» **WHAT YOU WILL DO**
Write out the material below exactly, beginning at the line that contains "the spiralized zucchini." and ending with its last line, both ends included; write nothing else.

◆ ◆ ◆ ◆

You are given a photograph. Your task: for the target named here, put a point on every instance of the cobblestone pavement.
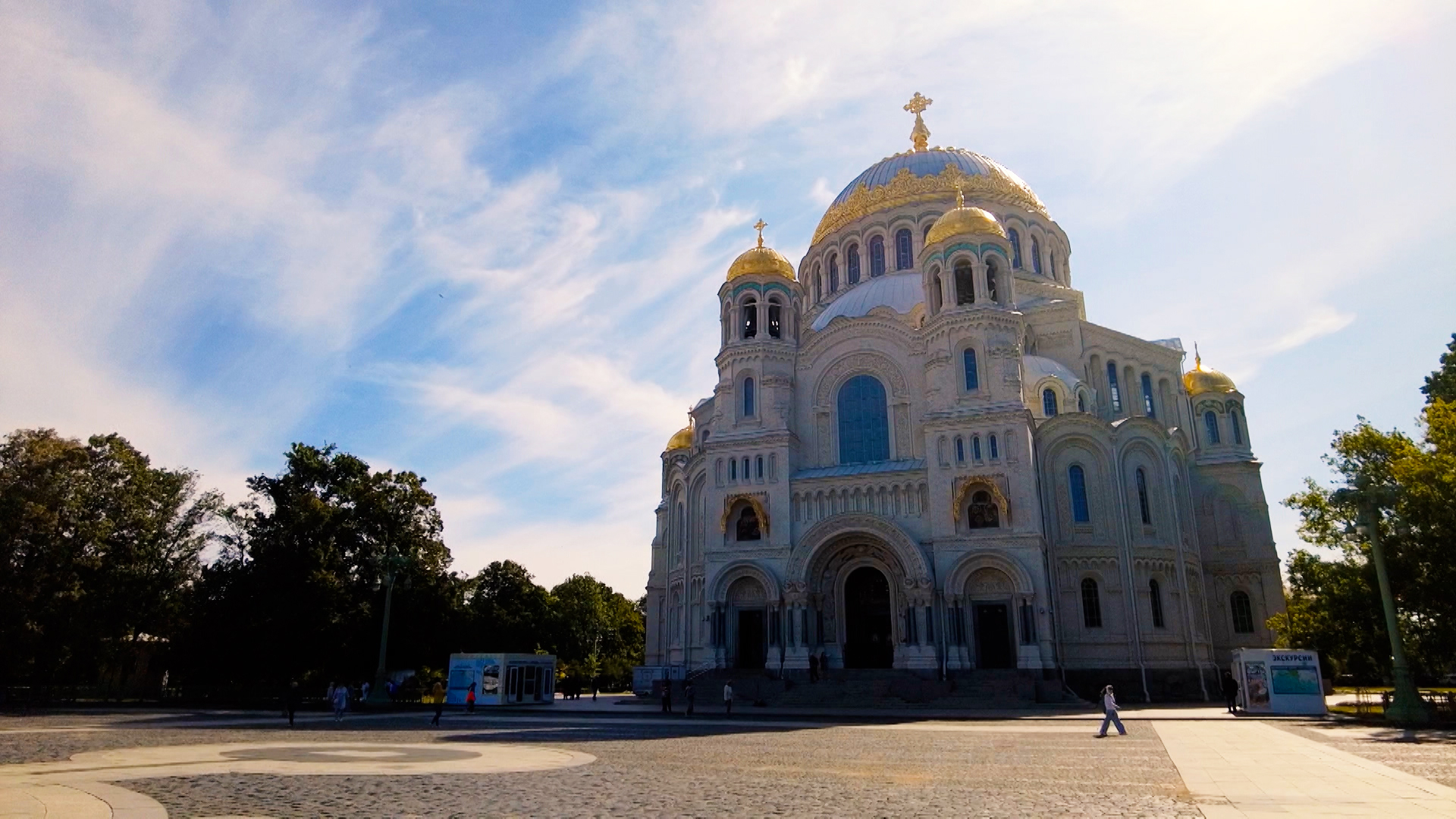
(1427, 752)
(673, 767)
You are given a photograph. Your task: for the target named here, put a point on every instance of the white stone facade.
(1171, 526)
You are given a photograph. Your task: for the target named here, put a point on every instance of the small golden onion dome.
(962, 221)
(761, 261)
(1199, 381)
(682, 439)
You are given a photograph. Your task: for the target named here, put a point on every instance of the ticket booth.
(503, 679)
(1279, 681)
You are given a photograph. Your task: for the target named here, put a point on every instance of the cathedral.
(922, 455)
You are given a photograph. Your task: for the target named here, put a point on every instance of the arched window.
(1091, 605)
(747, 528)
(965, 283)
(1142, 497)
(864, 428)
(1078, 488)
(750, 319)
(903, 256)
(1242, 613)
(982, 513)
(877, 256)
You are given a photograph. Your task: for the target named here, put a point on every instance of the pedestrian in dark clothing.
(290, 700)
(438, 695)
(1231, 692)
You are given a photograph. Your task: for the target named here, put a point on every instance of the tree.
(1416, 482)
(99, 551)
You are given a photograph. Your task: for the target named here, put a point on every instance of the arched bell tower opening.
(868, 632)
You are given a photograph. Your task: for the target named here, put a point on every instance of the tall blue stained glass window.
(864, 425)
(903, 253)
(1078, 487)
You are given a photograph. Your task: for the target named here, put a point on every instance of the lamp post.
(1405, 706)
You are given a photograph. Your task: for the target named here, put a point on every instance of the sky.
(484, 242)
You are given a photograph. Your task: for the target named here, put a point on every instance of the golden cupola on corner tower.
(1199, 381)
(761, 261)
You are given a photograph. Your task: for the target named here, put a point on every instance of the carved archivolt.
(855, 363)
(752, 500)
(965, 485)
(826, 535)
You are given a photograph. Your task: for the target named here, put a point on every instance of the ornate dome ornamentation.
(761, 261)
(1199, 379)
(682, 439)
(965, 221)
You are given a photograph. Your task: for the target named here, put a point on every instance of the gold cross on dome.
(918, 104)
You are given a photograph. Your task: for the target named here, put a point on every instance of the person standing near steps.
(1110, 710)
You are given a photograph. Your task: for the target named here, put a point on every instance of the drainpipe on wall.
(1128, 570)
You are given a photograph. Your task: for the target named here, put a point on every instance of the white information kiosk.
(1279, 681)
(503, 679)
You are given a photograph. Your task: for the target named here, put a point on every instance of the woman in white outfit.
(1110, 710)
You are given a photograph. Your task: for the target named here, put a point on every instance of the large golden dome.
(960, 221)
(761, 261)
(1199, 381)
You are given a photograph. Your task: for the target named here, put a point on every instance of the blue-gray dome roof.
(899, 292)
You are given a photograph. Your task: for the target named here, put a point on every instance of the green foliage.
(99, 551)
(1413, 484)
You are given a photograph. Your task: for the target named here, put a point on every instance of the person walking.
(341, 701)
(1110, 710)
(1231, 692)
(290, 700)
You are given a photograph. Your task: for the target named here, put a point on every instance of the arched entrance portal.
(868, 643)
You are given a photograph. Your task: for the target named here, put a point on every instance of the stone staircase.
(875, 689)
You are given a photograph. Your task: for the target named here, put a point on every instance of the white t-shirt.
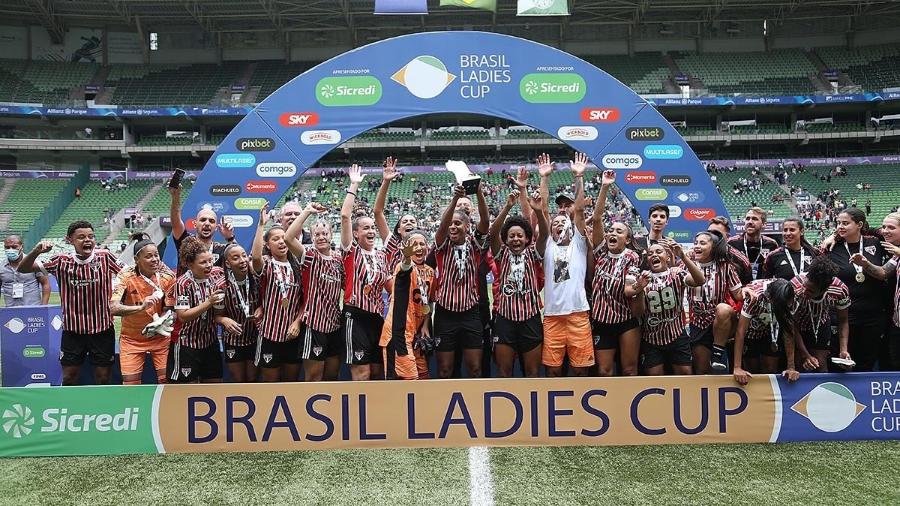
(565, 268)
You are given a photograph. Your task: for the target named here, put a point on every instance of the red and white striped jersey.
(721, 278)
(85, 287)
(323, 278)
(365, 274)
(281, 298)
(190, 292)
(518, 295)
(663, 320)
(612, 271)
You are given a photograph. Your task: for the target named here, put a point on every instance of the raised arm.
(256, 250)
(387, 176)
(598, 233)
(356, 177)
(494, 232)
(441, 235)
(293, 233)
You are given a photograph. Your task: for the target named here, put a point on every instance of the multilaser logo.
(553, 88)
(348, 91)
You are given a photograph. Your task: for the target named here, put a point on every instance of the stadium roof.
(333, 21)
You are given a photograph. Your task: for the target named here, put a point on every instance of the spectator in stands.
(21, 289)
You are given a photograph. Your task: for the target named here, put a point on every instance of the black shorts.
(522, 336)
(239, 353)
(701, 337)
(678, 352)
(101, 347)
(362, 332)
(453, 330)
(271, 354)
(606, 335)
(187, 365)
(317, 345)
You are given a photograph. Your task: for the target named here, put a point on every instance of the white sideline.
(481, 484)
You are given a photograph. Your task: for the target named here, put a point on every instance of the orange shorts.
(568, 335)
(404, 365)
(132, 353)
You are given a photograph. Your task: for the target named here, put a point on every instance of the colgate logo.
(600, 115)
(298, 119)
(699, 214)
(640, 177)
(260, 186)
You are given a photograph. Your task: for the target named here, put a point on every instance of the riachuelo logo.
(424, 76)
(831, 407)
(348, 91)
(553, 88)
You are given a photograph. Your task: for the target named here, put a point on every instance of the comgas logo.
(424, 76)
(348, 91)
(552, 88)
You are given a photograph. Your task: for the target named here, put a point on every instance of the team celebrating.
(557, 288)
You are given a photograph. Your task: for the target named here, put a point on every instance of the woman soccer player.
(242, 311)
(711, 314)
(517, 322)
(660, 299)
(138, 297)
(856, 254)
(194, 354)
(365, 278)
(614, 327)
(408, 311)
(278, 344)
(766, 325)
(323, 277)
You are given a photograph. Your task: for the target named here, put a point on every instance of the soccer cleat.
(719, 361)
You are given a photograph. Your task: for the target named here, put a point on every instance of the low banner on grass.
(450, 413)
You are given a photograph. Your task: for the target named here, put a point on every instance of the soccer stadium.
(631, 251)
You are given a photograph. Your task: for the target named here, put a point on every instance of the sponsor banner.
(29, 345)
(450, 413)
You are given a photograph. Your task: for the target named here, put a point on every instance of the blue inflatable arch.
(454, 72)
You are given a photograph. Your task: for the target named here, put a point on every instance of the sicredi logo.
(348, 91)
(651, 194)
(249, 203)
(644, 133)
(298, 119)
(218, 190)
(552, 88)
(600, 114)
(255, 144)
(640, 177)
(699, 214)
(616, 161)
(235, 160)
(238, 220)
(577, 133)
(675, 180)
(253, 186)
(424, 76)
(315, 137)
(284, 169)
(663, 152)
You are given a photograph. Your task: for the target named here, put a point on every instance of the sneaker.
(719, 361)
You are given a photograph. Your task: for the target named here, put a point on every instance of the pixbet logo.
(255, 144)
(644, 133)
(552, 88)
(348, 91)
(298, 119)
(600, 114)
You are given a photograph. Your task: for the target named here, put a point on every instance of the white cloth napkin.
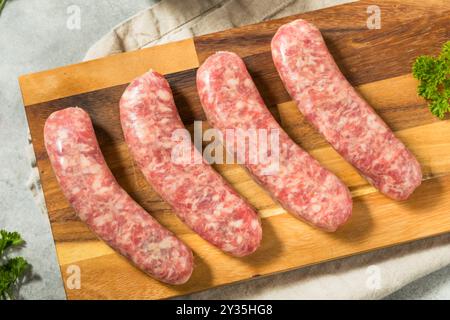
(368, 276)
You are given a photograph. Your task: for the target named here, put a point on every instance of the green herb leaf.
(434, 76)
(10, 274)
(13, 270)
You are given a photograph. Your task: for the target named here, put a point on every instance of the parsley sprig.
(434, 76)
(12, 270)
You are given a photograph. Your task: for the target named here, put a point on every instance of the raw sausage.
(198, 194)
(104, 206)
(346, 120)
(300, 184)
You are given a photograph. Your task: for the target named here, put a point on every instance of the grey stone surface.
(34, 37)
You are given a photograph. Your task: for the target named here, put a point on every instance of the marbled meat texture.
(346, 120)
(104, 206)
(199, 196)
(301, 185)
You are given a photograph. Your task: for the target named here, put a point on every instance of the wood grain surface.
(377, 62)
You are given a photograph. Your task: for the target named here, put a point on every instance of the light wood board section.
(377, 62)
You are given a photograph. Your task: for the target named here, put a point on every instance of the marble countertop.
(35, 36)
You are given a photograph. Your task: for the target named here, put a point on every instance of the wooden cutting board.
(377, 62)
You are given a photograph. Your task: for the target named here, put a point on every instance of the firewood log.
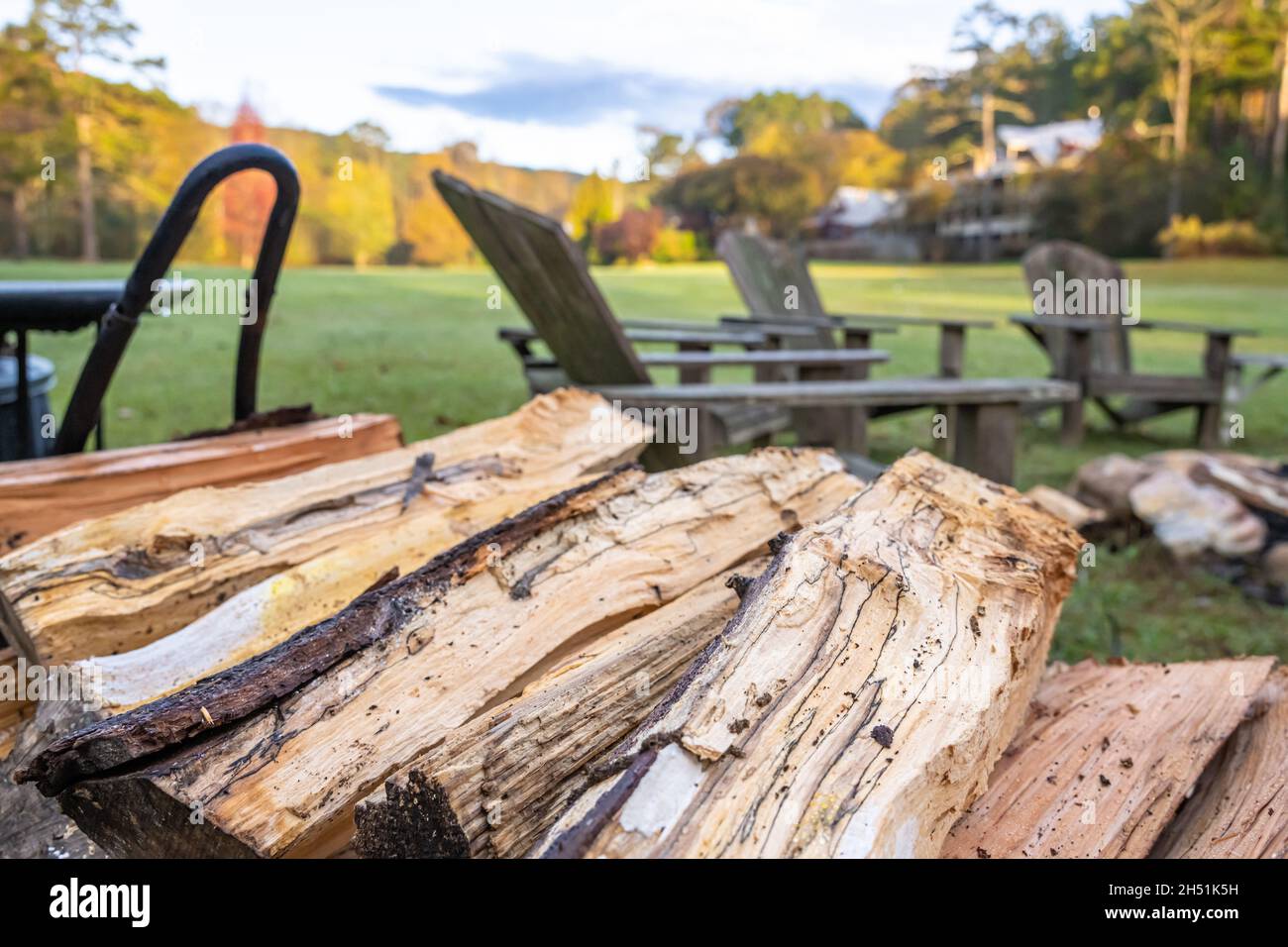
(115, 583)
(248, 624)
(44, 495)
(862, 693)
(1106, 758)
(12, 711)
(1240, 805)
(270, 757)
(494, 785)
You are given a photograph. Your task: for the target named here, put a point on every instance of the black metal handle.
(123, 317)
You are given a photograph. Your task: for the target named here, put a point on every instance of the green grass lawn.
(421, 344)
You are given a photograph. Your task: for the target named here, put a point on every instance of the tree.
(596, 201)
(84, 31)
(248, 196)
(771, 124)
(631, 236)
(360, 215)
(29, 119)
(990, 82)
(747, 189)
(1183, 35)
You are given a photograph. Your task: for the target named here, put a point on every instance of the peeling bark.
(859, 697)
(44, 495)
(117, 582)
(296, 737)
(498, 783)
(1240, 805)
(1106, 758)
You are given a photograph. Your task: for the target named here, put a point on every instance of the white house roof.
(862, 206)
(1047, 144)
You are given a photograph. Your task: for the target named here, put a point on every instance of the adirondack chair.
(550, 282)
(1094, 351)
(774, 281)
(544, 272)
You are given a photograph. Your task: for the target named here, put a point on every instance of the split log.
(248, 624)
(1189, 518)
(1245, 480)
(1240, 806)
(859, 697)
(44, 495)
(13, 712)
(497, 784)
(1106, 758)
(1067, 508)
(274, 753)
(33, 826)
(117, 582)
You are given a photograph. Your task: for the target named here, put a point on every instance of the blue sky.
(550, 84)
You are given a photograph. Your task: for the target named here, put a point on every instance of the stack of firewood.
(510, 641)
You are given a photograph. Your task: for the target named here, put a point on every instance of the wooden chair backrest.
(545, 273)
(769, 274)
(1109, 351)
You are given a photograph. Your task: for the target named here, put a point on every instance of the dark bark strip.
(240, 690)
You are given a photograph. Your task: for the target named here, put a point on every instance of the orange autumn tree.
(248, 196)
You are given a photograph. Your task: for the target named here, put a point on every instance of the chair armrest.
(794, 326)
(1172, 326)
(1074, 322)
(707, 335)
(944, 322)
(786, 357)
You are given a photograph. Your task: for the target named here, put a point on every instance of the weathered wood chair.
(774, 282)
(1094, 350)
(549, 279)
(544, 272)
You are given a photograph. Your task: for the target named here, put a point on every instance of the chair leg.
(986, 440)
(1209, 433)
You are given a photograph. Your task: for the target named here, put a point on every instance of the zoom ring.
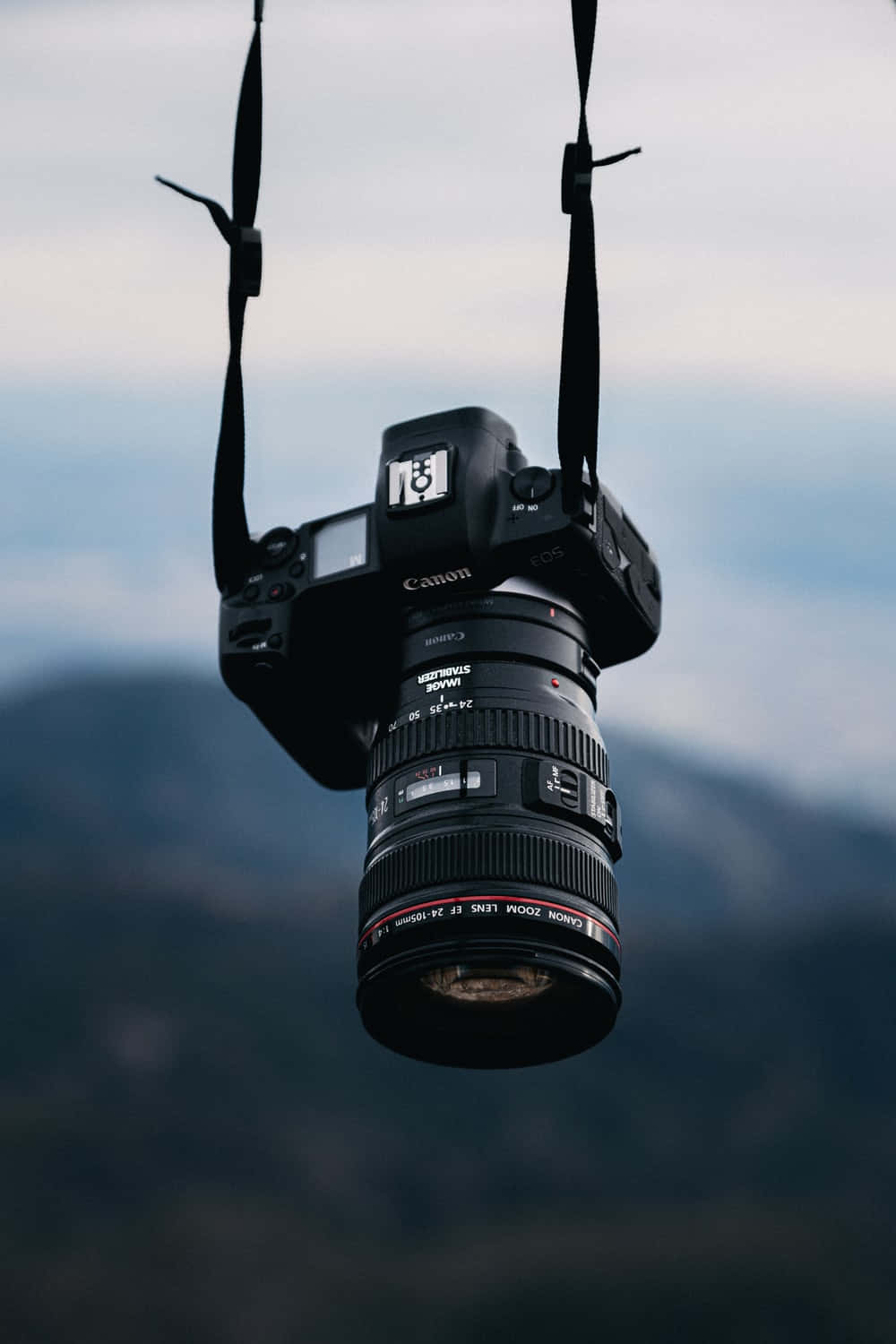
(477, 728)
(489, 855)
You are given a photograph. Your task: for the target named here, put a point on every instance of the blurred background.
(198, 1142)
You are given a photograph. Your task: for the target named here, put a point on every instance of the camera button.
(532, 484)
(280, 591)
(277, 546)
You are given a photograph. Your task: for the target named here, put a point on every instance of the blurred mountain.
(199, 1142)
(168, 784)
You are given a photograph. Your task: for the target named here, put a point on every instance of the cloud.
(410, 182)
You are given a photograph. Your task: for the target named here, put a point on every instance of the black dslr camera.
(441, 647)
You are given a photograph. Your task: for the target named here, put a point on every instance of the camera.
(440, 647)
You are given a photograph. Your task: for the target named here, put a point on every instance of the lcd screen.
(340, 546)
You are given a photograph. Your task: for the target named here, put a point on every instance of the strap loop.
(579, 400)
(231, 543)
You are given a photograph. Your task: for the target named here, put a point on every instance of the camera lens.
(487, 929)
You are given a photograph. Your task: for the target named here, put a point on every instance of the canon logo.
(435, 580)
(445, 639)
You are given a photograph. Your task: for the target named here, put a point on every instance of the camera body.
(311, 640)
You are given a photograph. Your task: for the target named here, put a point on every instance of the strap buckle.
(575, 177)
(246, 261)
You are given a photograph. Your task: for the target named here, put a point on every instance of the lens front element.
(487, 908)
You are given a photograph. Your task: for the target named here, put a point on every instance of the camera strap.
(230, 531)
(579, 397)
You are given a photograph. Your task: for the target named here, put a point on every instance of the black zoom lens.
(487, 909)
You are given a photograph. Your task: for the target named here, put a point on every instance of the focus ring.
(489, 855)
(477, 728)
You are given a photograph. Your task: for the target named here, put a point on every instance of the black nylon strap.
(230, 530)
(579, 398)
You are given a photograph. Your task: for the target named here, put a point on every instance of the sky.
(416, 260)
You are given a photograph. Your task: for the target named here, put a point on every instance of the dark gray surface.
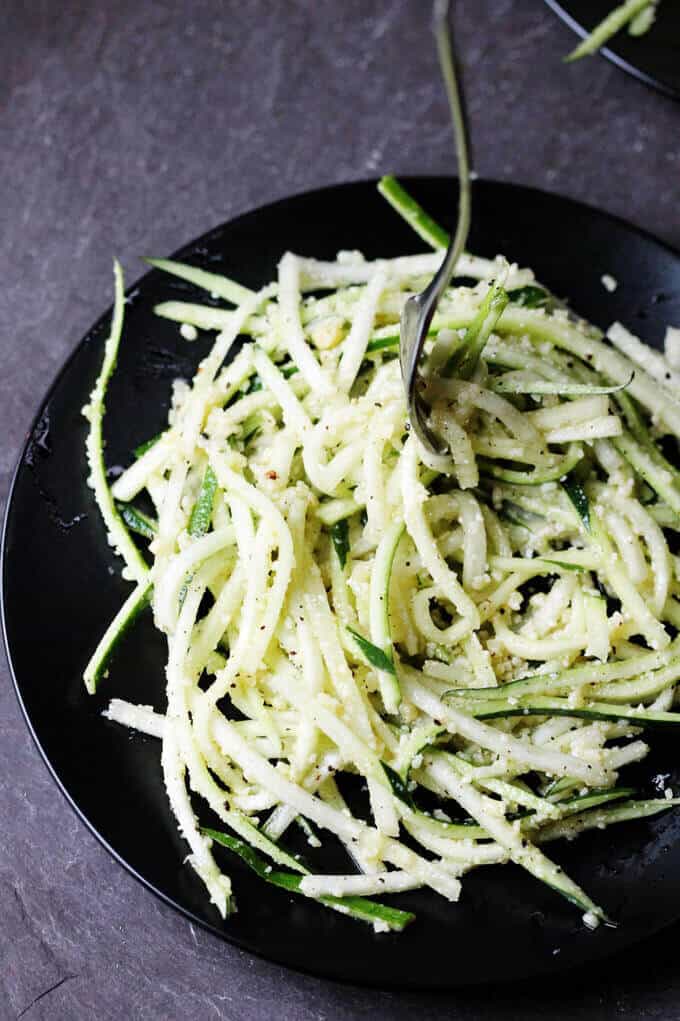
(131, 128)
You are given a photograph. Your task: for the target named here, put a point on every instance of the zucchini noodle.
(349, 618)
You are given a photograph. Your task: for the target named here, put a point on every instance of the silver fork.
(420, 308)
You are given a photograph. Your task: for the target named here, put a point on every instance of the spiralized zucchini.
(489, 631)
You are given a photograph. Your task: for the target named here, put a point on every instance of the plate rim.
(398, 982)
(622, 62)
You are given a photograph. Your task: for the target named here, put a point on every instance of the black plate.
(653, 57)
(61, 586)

◆ ◆ ◆ ◆

» **RESULT FOR THIS EXERCISE**
You are given a photograph. Your task: for the target named here, put a point on every instance of the spiralized zucchini.
(489, 631)
You are given a photograph. Your task: for the target named here, put a point on every instance of the plate rim.
(398, 982)
(622, 62)
You are given a photograph. Your task: for the target named here, put a point on every instance of the black plate.
(653, 57)
(61, 586)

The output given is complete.